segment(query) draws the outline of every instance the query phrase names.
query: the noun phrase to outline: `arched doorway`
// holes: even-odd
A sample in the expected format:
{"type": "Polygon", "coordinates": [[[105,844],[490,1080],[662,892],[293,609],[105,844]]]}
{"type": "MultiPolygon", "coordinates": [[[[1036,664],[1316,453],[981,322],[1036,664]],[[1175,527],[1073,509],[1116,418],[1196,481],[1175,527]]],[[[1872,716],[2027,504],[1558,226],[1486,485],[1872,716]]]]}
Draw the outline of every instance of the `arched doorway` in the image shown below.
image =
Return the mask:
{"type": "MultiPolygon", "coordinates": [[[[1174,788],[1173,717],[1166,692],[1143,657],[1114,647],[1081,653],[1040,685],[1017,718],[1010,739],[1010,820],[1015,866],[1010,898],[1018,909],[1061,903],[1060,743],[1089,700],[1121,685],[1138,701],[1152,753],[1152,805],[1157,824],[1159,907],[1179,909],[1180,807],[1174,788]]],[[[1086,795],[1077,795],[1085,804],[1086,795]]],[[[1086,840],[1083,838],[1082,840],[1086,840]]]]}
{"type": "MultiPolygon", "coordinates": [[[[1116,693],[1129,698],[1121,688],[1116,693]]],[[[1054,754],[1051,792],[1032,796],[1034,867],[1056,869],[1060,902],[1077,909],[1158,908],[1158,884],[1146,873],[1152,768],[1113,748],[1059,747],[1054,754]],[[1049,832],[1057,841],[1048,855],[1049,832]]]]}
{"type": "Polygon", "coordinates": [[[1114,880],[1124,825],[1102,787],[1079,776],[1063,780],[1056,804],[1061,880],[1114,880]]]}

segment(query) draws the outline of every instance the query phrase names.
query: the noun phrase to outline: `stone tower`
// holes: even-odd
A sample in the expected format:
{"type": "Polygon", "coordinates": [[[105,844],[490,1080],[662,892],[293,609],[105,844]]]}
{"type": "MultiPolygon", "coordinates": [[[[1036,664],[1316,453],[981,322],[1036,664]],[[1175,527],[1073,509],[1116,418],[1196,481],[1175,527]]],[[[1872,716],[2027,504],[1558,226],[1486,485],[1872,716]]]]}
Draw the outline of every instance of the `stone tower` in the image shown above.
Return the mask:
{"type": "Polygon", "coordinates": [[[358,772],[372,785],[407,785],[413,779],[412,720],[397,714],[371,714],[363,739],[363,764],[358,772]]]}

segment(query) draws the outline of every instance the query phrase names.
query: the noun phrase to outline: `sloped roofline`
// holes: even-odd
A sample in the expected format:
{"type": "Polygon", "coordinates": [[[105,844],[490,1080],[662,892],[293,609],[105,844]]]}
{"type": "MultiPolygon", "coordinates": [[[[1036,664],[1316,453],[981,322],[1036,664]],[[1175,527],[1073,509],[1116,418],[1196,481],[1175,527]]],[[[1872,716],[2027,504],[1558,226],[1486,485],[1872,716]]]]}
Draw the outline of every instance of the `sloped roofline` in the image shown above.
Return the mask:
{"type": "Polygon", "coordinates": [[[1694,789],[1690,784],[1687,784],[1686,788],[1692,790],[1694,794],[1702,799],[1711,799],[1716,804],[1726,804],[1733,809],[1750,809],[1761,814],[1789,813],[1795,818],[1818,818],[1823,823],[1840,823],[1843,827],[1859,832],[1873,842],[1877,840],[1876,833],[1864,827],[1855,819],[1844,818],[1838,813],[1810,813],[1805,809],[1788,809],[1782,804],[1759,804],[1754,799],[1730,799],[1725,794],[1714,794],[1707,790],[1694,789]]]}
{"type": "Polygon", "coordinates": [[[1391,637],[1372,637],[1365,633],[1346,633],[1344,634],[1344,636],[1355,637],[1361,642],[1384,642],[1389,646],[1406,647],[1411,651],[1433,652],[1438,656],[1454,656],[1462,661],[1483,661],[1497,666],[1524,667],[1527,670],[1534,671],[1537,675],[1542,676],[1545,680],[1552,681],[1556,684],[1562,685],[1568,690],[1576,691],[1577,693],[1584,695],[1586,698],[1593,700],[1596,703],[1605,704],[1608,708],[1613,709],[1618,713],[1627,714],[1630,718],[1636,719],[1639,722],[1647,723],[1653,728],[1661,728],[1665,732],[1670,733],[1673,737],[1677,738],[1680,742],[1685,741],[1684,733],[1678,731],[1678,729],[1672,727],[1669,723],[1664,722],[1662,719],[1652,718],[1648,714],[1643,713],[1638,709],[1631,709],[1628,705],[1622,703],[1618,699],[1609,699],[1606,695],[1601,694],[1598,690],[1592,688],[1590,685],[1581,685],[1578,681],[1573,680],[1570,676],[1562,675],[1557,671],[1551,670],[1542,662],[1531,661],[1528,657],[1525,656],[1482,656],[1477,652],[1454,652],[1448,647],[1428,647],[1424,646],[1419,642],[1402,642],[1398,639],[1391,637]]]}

» **What this task involves**
Could every entry above be printed again, word for word?

» **Answer for the task**
segment(query) draws the outline of every instance the query phrase names.
query: the noun phrase to outline: `arched doorway`
// holes: even-odd
A sample in the expected format:
{"type": "Polygon", "coordinates": [[[105,844],[490,1080],[662,892],[293,609],[105,844]]]}
{"type": "MultiPolygon", "coordinates": [[[[1036,664],[1316,453],[981,322],[1036,664]],[[1175,527],[1073,509],[1116,418],[1196,481],[1175,527]]],[[[1872,716],[2027,504],[1558,226],[1486,485],[1872,716]]]]}
Draw the outline of every instance of the `arched doorway` in the image shown below.
image =
Return the mask:
{"type": "MultiPolygon", "coordinates": [[[[1174,788],[1173,717],[1166,692],[1143,657],[1114,647],[1081,653],[1040,685],[1017,718],[1010,739],[1010,820],[1015,866],[1010,898],[1018,909],[1061,903],[1060,743],[1089,700],[1121,685],[1138,701],[1152,753],[1152,805],[1157,824],[1159,907],[1179,909],[1180,807],[1174,788]]],[[[1086,795],[1077,795],[1085,804],[1086,795]]],[[[1086,840],[1083,838],[1082,840],[1086,840]]]]}
{"type": "MultiPolygon", "coordinates": [[[[1116,693],[1129,698],[1121,688],[1116,693]]],[[[1054,754],[1051,792],[1032,796],[1034,867],[1056,869],[1060,902],[1077,909],[1158,908],[1158,884],[1146,873],[1152,768],[1113,748],[1059,747],[1054,754]],[[1049,832],[1057,841],[1048,855],[1049,832]]]]}
{"type": "Polygon", "coordinates": [[[1114,880],[1124,825],[1102,787],[1079,776],[1063,780],[1056,804],[1061,880],[1114,880]]]}

segment(query) draws the outline of every instance the query phrase names.
query: the noun phrase to outline: `stone tower`
// holes: even-odd
A sample in the expected format:
{"type": "Polygon", "coordinates": [[[105,844],[490,1080],[662,892],[293,609],[105,844]]]}
{"type": "MultiPolygon", "coordinates": [[[[1036,664],[1316,453],[981,322],[1036,664]],[[1175,527],[1073,509],[1116,418],[1196,481],[1175,527]]],[[[1872,716],[2027,504],[1558,226],[1486,485],[1872,716]]]]}
Draw the outline of every instance of the `stone tower` in the image shown above.
Return the mask:
{"type": "Polygon", "coordinates": [[[358,772],[372,785],[407,785],[413,779],[412,720],[397,714],[371,714],[363,739],[363,764],[358,772]]]}

segment(query) draws the outline of every instance the query phrase names.
query: the noun phrase to outline: `sloped roofline`
// holes: even-odd
A sample in the expected format:
{"type": "Polygon", "coordinates": [[[105,844],[490,1080],[662,892],[293,609],[105,844]]]}
{"type": "MultiPolygon", "coordinates": [[[[1036,664],[1316,453],[981,322],[1036,664]],[[1175,527],[1073,509],[1116,418],[1196,481],[1175,527]]],[[[1872,716],[2027,504],[1558,226],[1486,485],[1872,716]]]]}
Draw the outline of every instance of the `sloped roofline` in the image shown above.
Return the mask:
{"type": "Polygon", "coordinates": [[[1694,789],[1690,784],[1687,784],[1686,788],[1692,790],[1694,794],[1702,799],[1711,799],[1716,804],[1726,804],[1733,809],[1750,809],[1761,814],[1789,813],[1795,818],[1818,818],[1823,823],[1840,823],[1843,827],[1859,832],[1873,842],[1877,840],[1876,833],[1864,827],[1855,819],[1844,818],[1838,813],[1810,813],[1805,809],[1788,809],[1782,804],[1759,804],[1754,799],[1730,799],[1725,794],[1714,794],[1707,790],[1694,789]]]}
{"type": "Polygon", "coordinates": [[[1391,637],[1372,637],[1365,633],[1346,633],[1344,634],[1344,636],[1355,637],[1361,642],[1384,642],[1389,646],[1406,647],[1411,651],[1433,652],[1438,656],[1454,656],[1462,661],[1483,661],[1497,666],[1524,667],[1527,670],[1534,671],[1537,675],[1542,676],[1545,680],[1552,681],[1556,684],[1562,685],[1568,690],[1576,691],[1577,693],[1584,695],[1586,698],[1593,700],[1596,703],[1605,704],[1608,708],[1613,709],[1618,713],[1627,714],[1630,718],[1636,719],[1639,722],[1647,723],[1653,728],[1661,728],[1665,732],[1670,733],[1673,737],[1677,738],[1680,742],[1685,741],[1684,733],[1678,731],[1678,729],[1672,727],[1669,723],[1664,722],[1662,719],[1652,718],[1648,714],[1643,713],[1638,709],[1631,709],[1628,705],[1622,703],[1618,699],[1609,699],[1606,695],[1601,694],[1598,690],[1592,688],[1590,685],[1581,685],[1578,681],[1573,680],[1570,676],[1562,675],[1557,671],[1551,670],[1542,662],[1531,661],[1528,657],[1525,656],[1482,656],[1477,652],[1454,652],[1448,647],[1428,647],[1424,646],[1419,642],[1402,642],[1398,639],[1391,637]]]}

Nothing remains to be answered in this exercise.